[start of Dataset content]

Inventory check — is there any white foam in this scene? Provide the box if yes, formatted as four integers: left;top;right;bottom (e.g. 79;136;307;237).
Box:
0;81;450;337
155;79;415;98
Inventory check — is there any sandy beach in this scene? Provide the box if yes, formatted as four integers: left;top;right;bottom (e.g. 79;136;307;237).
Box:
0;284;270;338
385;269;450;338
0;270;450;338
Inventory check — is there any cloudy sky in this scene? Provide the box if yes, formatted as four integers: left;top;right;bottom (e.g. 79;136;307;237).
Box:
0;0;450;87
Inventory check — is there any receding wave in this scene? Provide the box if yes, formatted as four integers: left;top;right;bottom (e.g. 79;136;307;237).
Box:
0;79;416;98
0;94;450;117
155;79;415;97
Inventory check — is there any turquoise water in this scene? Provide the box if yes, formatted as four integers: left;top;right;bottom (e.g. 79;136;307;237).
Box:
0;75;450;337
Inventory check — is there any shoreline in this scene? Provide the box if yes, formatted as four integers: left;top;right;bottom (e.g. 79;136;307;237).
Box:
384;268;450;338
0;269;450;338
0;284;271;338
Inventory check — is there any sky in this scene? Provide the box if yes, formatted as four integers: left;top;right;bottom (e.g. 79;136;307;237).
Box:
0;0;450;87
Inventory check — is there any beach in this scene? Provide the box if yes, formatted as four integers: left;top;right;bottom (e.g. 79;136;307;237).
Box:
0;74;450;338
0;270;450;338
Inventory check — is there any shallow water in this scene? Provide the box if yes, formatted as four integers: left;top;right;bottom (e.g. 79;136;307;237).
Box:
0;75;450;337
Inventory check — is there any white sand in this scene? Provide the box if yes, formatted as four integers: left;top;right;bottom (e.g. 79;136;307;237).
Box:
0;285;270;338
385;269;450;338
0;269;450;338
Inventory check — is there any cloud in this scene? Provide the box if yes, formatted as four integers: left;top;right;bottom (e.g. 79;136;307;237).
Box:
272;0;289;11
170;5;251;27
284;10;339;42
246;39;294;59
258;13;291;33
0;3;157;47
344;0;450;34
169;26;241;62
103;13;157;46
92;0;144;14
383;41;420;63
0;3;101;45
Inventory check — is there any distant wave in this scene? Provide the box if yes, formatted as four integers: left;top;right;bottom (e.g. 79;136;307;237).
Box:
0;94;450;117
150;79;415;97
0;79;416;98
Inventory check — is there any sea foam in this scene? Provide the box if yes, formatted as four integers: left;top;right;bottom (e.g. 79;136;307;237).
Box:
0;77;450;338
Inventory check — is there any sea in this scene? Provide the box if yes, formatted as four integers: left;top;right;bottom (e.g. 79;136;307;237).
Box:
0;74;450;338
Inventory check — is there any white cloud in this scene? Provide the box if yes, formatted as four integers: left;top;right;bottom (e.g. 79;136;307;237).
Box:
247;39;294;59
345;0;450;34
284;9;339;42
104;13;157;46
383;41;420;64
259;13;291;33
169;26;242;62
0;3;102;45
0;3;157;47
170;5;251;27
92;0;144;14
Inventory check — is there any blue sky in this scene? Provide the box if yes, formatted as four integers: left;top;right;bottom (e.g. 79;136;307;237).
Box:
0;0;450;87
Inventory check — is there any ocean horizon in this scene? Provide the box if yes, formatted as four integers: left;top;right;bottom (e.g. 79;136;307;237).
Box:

[end of Dataset content]

### What to do
Turn every line of the listing above into a numbered list, leaving out any blank lines.

### Written response
1. Inventory check — is there any white foam in this scene? Provide the box if yes, formatted as four integers: left;top;right;bottom (e.g. 79;136;307;237).
2. Box:
3. 0;81;450;337
4. 155;79;415;98
5. Inventory check — is there any sandy beach in this scene? Provide the box if yes, formatted as four integers: left;top;right;bottom (e.g. 79;136;307;237).
6. Box:
7. 0;284;270;338
8. 385;269;450;338
9. 0;270;450;338
10. Inventory check — is there any cloudy sky in this scene? Provide the box if yes, formatted as four integers: left;top;right;bottom (e.g. 79;136;307;237).
11. Box:
12. 0;0;450;87
13. Inventory check — is there any receding wave in this scene? Provide the box if yes, formatted as four integers: left;top;right;bottom (e.g. 79;136;307;237).
14. Box:
15. 0;79;416;98
16. 0;94;450;117
17. 155;79;415;97
18. Inventory check — is there any turquoise water in this scene? Provide the box if yes, formatted as four integers: left;top;right;bottom (e.g. 79;136;307;237).
19. Box:
20. 0;75;450;337
21. Inventory check — is there any shoreline in this scene? Provide the box if yes, formatted as four integers: left;top;right;bottom (e.g. 79;136;307;237).
22. Box:
23. 384;268;450;338
24. 0;269;450;338
25. 0;284;271;338
26. Inventory check — is there any sky in this scene? Provide the box if yes, formatted as four integers: left;top;right;bottom (e.g. 79;136;307;237).
27. Box:
28. 0;0;450;87
29. Inventory check — is there any beach in this scene? Provide the box if yes, formatted as four integers: left;top;right;bottom (e.g. 79;136;307;237).
30. Box:
31. 0;74;450;338
32. 0;270;450;338
33. Inventory check — is there any shallow water in this scene? Provide the box if yes, formatted as four integers: left;top;right;bottom (e.g. 79;136;307;237).
34. Box:
35. 0;75;450;337
36. Inventory check — is there any white sand in this scene? Provide the box if yes, formatted as four integers: left;top;right;bottom (e.g. 79;136;307;237).
37. Box:
38. 0;285;270;338
39. 385;269;450;338
40. 0;269;450;338
41. Inventory check — is there any cloud in this scene? Provide the box if yes, formatted as four integers: left;top;right;bottom (e.g. 79;136;307;237).
42. Box:
43. 272;0;289;11
44. 170;5;251;27
45. 284;10;339;42
46. 246;39;294;59
47. 258;13;291;33
48. 0;3;157;47
49. 344;0;450;34
50. 169;26;241;62
51. 103;13;157;46
52. 92;0;144;14
53. 383;41;420;63
54. 0;3;101;45
55. Inventory check — is there any distant wave in this scene? Provide the box if yes, formatted as four integers: left;top;right;bottom (e.g. 79;136;307;237).
56. Box:
57. 0;94;450;117
58. 150;79;415;97
59. 0;79;416;98
60. Inventory check — is there any sea foam in this scene? Provide the box if yes, formatted as four integers: left;top;right;bottom (e.g. 79;136;307;237).
61. Box:
62. 0;77;450;338
63. Inventory check — is there any sea in this scene? Provide the box if yes, formatted as four integers: left;top;right;bottom (e.g. 79;136;307;237).
64. Box:
65. 0;74;450;338
66. Inventory check — is there any white cloud in this scene? Provide the box if yes, formatted as four integers: left;top;right;bottom (e.g. 79;136;307;237).
67. Box:
68. 247;39;294;59
69. 345;0;450;34
70. 284;9;339;42
71. 104;13;157;46
72. 383;41;420;64
73. 259;13;291;33
74. 169;26;242;62
75. 0;3;102;45
76. 0;3;157;47
77. 170;5;251;27
78. 92;0;144;14
79. Inventory check — is there any blue sky in this scene? Provide the box if yes, formatted as four integers: left;top;right;bottom (e.g. 79;136;307;237).
80. Box:
81. 0;0;450;87
82. Inventory check — is there any ocean horizon in this scene? Provide the box if yes, formatted as four integers: left;top;right;bottom (e.g. 79;136;307;237).
83. Box:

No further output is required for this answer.